=== Extracted text ===
-=-=-

Extension of Due Dates and Other Amendments to Notes. The Herschkowitz Note and the SOK Note were amended as follows: (i) the due dates of the notes are extended to December 31, 2012, from the previous due dates of June 20, 2012 and August 28, 2012, respectively; (ii) Dr. Herschkowitz will release his security agreement after payment of all currently outstanding promissory notes to parties other than SOK; and (iii) the Herschkowitz Note was amended to add certain events of default relating to judgments against the Company or other creditors taking action with respect to the collateral. In December 2012, Dr. Herschkowitz and SOK Partners agreed to further extend the due date of the Herschkowitz Note and the SOK Note, respectively, through March 31, 2013. In March 2013, the due date was extended to April 30, 2013. In April 2013, the due date was extended to August 31, 2013. In August 2013, the due date was extended to October 31, 2013.

 

Adjustment for Dilution. APA and its affiliates agreed to terminate the letter agreement regarding dilution dated March 14, 2012. In consideration of the various provisions of the letter agreement and in recognition of the understanding of the parties regarding dilution and the agreements of APA and its affiliates to forebear and to extend the due dates of the notes, the Company (i) issued 13,250,000 shares to Dr. Herschkowitz, (ii) issued 13,250,000 shares to SOK, and (iii) the conversion price of the Herschkowitz Note and the SOK Note were changed to $0.014 per share from $0.065 per share. Based on the principal balance and accrued interest through June 30, 2012 as a result of the adjusted conversion price, the Herschkowitz Note and the SOK Note in the aggregate were convertible into approximately 42.7 million shares of common stock.

 

Milestone Fees. In the event that the Company consummates the following series of transactions on or prior to June 30, 2013: (i) a merger or similar transaction with a public shell company, (ii) raising between $2 million and $4 million through an offering of the securities of the public shell company concurrent with or subsequent to the shell merger and (iii) listing the Company’s shares on NASDAQ pursuant to an underwritten offering of the Company’s securities resulting in gross proceeds of between $5 million and $30 million then the Company shall deliver to Dr. Herschkowitz the following compensation: (A) $75,000 upon consummating the shell merger, (B) $150,000 upon consummating the qualifying financing round and (C) 3% of the gross proceeds of the NASDAQ underwriting, which payment shall under no circumstances be less than $200,000 or greater than $1,000,000. The Company shall reimburse Dr. Herschkowitz at his actual out-of-pocket cost for reasonable expenses incurred in connection with the shell transactions but in no event in an amount greater than $10,000. On March 6, 2013 the due date for the convertible notes was extended to April 30, 2103. In consideration of the extension additional milestone fees were included in the agreement: (i) financing raising not less than $1 million, compensation of $75,000; (ii) a going private transaction, compensation of $200,000 and (iii) 3% of the gross proceeds of the NASDAQ underwriting, which payment shall under no circumstances be less than $200,000 or greater than $3,000,000.

-=-=-

=== Extracted material ===
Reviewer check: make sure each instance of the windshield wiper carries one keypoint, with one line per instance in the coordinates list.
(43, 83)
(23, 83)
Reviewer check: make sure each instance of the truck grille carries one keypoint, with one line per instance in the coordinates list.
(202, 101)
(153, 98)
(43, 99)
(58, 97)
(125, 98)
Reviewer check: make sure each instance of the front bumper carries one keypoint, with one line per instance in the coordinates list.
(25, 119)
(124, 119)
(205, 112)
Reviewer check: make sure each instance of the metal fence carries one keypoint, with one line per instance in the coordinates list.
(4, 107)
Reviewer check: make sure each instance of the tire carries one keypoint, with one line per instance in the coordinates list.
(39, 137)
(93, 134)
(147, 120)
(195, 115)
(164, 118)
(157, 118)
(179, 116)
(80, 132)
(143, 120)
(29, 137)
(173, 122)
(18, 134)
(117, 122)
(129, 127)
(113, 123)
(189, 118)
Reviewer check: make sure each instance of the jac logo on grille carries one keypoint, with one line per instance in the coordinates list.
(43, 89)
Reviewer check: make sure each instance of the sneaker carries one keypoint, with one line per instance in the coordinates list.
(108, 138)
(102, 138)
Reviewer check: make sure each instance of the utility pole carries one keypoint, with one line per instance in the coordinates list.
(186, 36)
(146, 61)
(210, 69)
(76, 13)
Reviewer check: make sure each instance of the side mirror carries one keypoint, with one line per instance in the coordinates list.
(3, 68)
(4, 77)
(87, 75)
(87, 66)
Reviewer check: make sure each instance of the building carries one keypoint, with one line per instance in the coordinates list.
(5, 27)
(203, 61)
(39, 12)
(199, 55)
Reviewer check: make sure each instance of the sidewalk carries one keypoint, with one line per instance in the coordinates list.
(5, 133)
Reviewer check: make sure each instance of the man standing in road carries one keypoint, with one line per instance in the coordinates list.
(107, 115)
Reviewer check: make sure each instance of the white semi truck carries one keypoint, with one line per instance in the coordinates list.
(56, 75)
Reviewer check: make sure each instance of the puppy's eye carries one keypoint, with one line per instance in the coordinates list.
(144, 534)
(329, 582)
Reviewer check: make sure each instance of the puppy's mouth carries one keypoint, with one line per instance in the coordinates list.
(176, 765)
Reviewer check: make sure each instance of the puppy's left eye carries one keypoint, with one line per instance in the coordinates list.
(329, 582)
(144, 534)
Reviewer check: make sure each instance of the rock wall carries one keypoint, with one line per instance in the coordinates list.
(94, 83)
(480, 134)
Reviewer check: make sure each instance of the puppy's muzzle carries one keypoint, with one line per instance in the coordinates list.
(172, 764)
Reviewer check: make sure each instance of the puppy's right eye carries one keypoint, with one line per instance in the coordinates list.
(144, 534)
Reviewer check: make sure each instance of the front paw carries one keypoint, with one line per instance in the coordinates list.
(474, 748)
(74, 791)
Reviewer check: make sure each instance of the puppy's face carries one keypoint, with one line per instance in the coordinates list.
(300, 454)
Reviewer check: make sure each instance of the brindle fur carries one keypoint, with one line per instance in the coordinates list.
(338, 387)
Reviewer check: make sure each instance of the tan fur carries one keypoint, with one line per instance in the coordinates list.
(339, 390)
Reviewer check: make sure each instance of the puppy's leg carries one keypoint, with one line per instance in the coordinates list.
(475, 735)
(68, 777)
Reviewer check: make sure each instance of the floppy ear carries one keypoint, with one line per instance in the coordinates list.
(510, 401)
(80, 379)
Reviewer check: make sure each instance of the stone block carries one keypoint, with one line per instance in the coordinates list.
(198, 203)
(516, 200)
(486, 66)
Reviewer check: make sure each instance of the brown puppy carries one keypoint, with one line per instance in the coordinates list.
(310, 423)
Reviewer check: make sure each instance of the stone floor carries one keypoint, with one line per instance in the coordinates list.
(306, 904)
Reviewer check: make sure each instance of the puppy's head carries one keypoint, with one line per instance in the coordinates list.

-=-=-

=== Tasks for this exercise ===
a) Translate this sentence from the passage on the Herschkowitz and SOK notes into Spanish: "In April 2013, the due date was extended to August 31, 2013."
b) In the passage on the Herschkowitz and SOK notes, what was the new conversion price per share of the two notes?
c) Continue the passage on the Herschkowitz and SOK notes from its final sentence.

=== Task results ===
a) En abril de 2013, la fecha de vencimiento se prorrogó hasta el 31 de agosto de 2013.

b) $0.014 per share, changed from $0.065 per share.

c)
 

Share Ownership and Control. As a result of the transactions under the letter agreement, Dr. Herschkowitz, SOK and their affiliates currently own 46,895,963 outstanding shares of common stock and hold derivative securities representing an additional 52,513,414 shares of common stock. Their beneficial ownership currently represents 69% of the Company’s outstanding common stock, giving such parties significant control over election of the Board of Directors and other matters.

 

Additional Investments by Dr. Herschkowitz and Assignees

 

On November 6, 2012, we entered into additional note purchase agreements with Dr. Samuel Herschkowitz, pursuant to which on the same date, we issued and sold convertible promissory notes in the total principal amount of $156,243 to Dr. Herschkowitz and certain of his assignees. Pursuant to the note purchase agreements, we issued to these parties an aggregate 1,562,430 shares of common stock in consideration of the notes. The convertible notes bear interest at the rate of 20% per annum and are secured by a security interest in the Company’s accounts receivable, patents and certain patent rights and are convertible into common stock upon certain mergers or other fundamental transactions at a conversion price based on the trading price prior to the transaction. The proceeds from the financing were used to pay off approximately $155,000 in principal amount of secured indebtedness.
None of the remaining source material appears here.